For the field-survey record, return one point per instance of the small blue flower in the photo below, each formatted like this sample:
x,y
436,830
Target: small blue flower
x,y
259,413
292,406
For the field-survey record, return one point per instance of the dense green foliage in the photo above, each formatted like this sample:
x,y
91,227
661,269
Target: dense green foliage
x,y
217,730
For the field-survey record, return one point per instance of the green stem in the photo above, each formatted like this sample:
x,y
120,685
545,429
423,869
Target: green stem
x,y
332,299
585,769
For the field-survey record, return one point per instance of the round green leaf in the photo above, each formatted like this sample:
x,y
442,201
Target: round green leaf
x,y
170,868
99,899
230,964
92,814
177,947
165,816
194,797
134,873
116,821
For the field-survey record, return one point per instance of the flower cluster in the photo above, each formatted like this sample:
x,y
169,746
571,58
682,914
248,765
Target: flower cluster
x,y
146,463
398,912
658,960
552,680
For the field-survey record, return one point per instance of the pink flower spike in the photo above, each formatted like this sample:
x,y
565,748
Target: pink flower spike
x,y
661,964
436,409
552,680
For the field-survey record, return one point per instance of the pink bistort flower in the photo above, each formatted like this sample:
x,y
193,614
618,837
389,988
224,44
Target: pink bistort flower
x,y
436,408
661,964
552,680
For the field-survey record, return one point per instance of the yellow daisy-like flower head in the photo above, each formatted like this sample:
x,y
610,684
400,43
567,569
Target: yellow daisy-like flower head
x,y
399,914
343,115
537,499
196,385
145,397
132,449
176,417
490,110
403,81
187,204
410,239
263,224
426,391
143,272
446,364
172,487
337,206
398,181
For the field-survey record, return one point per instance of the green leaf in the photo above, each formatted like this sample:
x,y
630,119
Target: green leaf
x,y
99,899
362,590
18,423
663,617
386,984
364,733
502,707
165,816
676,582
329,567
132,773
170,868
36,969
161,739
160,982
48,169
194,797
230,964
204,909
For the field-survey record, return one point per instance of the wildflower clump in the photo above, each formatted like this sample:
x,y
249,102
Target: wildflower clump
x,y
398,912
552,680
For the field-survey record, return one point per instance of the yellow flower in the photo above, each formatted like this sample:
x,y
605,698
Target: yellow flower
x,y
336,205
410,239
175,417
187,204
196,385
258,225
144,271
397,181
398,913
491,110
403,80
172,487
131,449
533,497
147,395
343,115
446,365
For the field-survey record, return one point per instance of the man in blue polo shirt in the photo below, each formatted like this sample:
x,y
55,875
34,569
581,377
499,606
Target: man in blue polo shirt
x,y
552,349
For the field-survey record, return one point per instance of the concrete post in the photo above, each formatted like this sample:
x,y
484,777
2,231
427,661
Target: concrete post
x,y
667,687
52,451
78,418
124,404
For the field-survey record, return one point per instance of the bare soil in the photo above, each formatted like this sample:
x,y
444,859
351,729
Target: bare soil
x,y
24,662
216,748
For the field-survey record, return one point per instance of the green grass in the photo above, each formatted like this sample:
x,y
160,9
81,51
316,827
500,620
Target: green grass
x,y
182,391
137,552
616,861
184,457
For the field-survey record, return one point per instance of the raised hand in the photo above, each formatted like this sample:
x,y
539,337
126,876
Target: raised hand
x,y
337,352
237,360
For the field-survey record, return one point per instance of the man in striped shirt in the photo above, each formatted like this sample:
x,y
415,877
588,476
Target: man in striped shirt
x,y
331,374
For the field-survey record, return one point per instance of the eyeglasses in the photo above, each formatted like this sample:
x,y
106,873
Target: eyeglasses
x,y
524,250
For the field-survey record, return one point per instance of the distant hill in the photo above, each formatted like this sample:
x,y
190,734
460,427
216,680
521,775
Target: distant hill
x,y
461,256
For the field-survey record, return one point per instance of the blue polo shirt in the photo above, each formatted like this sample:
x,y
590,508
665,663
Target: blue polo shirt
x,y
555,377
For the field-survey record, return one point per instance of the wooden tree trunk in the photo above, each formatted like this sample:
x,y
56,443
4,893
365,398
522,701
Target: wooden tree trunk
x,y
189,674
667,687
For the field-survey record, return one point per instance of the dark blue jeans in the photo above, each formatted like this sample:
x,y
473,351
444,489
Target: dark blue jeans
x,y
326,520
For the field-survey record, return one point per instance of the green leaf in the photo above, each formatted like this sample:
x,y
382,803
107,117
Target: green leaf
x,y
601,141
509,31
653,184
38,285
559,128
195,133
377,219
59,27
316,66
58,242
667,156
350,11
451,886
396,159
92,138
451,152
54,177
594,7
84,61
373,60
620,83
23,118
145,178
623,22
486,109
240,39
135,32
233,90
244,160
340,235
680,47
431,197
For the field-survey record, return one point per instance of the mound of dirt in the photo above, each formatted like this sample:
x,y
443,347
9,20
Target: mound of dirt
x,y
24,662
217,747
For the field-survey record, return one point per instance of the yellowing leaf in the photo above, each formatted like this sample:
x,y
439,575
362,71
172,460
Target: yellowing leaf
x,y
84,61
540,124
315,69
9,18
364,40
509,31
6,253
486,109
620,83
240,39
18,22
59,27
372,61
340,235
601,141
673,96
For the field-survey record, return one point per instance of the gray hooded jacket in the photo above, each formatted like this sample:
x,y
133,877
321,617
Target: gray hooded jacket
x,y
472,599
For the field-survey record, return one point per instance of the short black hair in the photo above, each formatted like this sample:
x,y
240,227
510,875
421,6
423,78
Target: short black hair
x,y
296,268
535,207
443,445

⁂

Directions
Reproduce the listing above, substituting "botanical inventory" for every occurrence of "field-survey record" and leaving everything else unchanged.

Problem solution
For the botanical inventory, return one point per instance of the small blue flower in the photo below, each formatted like this sample:
x,y
436,830
Target: small blue flower
x,y
259,413
292,406
For the botanical inventory, return one point per instance of the dense green foliage in the photo above, each formatted like this sample:
x,y
91,227
661,269
Target: dense green foliage
x,y
217,730
For the botanical inventory, return one point per instance of the green stem in the photo above, each formatted like this sample:
x,y
120,685
545,429
423,869
Target: green stem
x,y
332,299
585,769
For the botanical inventory, return one point per instance of the round green leaf in the photo above, each formatted like this sample:
x,y
442,201
Target: round green leaf
x,y
170,868
99,899
230,964
92,814
177,947
165,816
194,797
134,873
116,821
For the botanical inventory, return one point per instance of the flower cluster in the photo above, each formatted like this sample:
x,y
169,746
571,58
682,914
248,765
Target: flower cluster
x,y
146,463
398,912
658,960
552,680
For the botanical inventory, return one point per instance of the pink flower spike in the photo above, each formatted like this sample:
x,y
565,748
Target: pink flower spike
x,y
661,964
436,409
552,680
For the botanical inventory, return one point per instance of the pink bistort flower in the photo above, each formatted like this sample:
x,y
193,614
618,837
389,988
224,44
Target: pink bistort flower
x,y
436,408
661,964
552,680
For the botanical inventory, return one point per instance of the yellow daisy-like flower head in the photo above, each formatted like this sample:
x,y
610,684
400,43
567,569
Target: yellow daisy-like flower head
x,y
399,914
343,115
537,499
196,385
145,397
132,449
176,417
490,110
403,81
187,204
410,239
263,224
426,391
143,272
446,364
172,487
337,206
398,181
For the botanical inventory, return one point per instance of the green leaf in the photo above, each formatted like this sample:
x,y
630,119
Target: green leaf
x,y
99,899
362,590
18,423
663,617
386,984
364,733
502,707
165,816
676,582
329,567
132,773
170,868
36,969
161,739
160,982
48,169
194,797
230,964
204,909
For the botanical inventory, return one point per instance of the wildflower clump in the photo above, each formatted like this sample:
x,y
249,102
Target: wildflower clump
x,y
398,912
552,680
For the botanical inventory, return one point per instance of the yellow flower in the photo above, each formatted like this sample:
x,y
605,698
Target: yellow flower
x,y
336,205
410,239
175,417
187,204
196,385
258,225
144,271
397,181
398,913
491,110
403,80
172,487
131,449
533,497
147,395
343,115
446,365
For the botanical inventory, return one point per instance of the man in blue polo shirt in the photo below, each formatted like this sample:
x,y
55,875
34,569
581,377
499,606
Target: man in blue polo shirt
x,y
552,349
For the botanical inventory, return one point per instance of the concrete post in the photo above, each formatted like this sample:
x,y
484,777
2,231
427,661
Target: concrete post
x,y
667,687
52,451
78,418
124,404
For the botanical inventory, return one point per instance of the bare soil in the photo above, each formatted like this sample:
x,y
444,859
351,729
Target: bare soil
x,y
24,662
216,748
For the botanical inventory, return one point per instance of the green grass in the photo above, each formatted like this sample:
x,y
160,9
81,51
316,827
500,620
Target: green grass
x,y
182,391
137,552
616,861
184,457
For the botanical inventory, return one point per instance of the raised hand in the photo above, each formatted like this sample:
x,y
539,337
126,876
Target: raised hand
x,y
337,352
237,360
For the botanical inventory, return one point per instance of the man in striped shirt in the photo above, each formatted like this sample:
x,y
415,877
588,476
Target: man in striped shirt
x,y
331,374
For the botanical inventory, return one point per instance of the eyeglasses in the photo above, each formatted like this sample:
x,y
106,873
Target: eyeglasses
x,y
524,250
For the botanical inventory, return one point per instance of the distant hill in the photo above, each formatted like this sample:
x,y
190,734
460,427
216,680
521,775
Target: distant hill
x,y
461,256
For the botanical inventory, return one point per instance of the blue polo shirt in the photo above, each formatted like this sample:
x,y
590,508
665,663
Target: blue polo shirt
x,y
555,377
For the botanical inventory, return one point per instance of the wooden tree trunk in the photo above, each formatted like this sample:
x,y
56,443
4,893
365,398
522,701
Target: wooden tree trunk
x,y
189,674
667,687
For the botanical inventory, return one point per instance of the dark blue jeans in the photo above, each formatted like this sample:
x,y
473,351
444,489
Target: dark blue jeans
x,y
326,520
For the botanical inventory, return one point per instance of the green leaf in the photo above, each formatted like this sample:
x,y
382,803
107,117
Target: green leaf
x,y
601,141
509,31
653,184
38,285
559,128
195,133
377,219
59,27
316,66
58,242
667,156
350,11
451,886
396,159
92,138
451,152
54,177
594,7
84,61
373,60
620,83
23,118
145,178
623,22
486,109
240,39
135,32
233,90
244,160
340,235
680,47
431,197
For the botanical inventory, return one point per instance of the mound of dirt in the photo above, each formatted like this sample:
x,y
443,347
9,20
Target: mound of dirt
x,y
24,662
217,747
For the botanical inventory, return one point per instance of the yellowing leaf in the photo above, each formatted like this sample:
x,y
439,575
362,71
172,460
Target: yellowing leaf
x,y
84,61
540,124
315,69
9,18
364,40
509,31
6,253
486,109
620,83
240,39
18,22
59,27
372,61
340,235
601,141
673,96
For the botanical inventory, return one point per instance of the gray hooded jacket in the photo above, each formatted like this sample:
x,y
133,877
321,617
Target: gray hooded jacket
x,y
472,599
For the botanical inventory, return one point per instance of the short black hair in the photo above, each formatted like this sample:
x,y
240,227
510,875
421,6
423,78
Target: short black hair
x,y
296,268
535,207
443,445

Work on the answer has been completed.